Rewrite the records from the line with "Target: yellow striped cushion" through the end of the records, replacing "beetle's" with "insect's" and changing nothing else. Leave the pictures out of your answer.

Object position labeling entries

━━━

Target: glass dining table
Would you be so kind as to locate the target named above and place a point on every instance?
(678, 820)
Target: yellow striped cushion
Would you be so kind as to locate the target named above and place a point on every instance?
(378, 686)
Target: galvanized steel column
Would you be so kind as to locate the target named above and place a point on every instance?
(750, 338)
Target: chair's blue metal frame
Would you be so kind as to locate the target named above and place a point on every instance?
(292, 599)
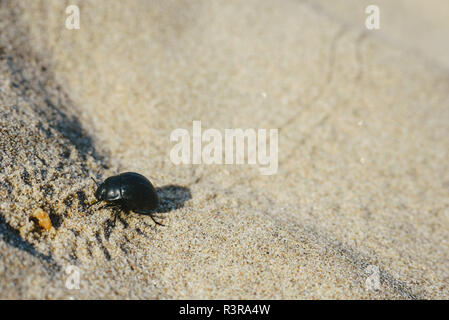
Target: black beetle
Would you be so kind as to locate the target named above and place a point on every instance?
(128, 191)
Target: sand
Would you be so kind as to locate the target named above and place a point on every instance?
(362, 188)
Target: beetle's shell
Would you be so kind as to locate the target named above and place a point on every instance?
(137, 192)
(131, 190)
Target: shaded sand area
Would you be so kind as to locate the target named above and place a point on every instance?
(363, 178)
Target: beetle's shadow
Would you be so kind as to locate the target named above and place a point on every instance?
(172, 197)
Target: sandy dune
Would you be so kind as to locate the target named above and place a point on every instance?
(363, 178)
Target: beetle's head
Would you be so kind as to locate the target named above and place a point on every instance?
(100, 194)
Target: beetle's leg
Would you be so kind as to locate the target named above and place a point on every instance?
(151, 216)
(125, 224)
(110, 225)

━━━

Reply to the exercise
Target: yellow striped cushion
Would you be so kind as to locate the target named above and place a point on every instance?
(378, 686)
Target: galvanized steel column
Would you be so kind as to locate the target named above and place a point on every instance?
(750, 338)
Target: chair's blue metal frame
Would you be so kind as to locate the target named above and place a point on every instance?
(292, 599)
Target: black beetle
Would you be so kind as to locate the target named above and place a point on every instance?
(128, 191)
Target: sand
Would you be so kind as to locate the target named above and place a point on every instance?
(362, 188)
Target: insect's shell
Would you be so kind as to locate the target named above and place a point on every instance?
(137, 192)
(131, 190)
Target: shaded sand area
Would you be so kind as to locate the target named above and place a point on every instance?
(363, 178)
Target: insect's shadow
Would you be so kind as to locate the target named above and place a point on every instance?
(172, 197)
Target: sandy dune
Would you be so kind as to locate the target named above and place a point on every instance?
(363, 178)
Target: insect's head
Would you be so kind as to locate the target named above and place a point on every instance?
(100, 194)
Target: insect's leg
Would you be so kind as to locate the target named above and place a point on every instance?
(151, 216)
(125, 224)
(110, 225)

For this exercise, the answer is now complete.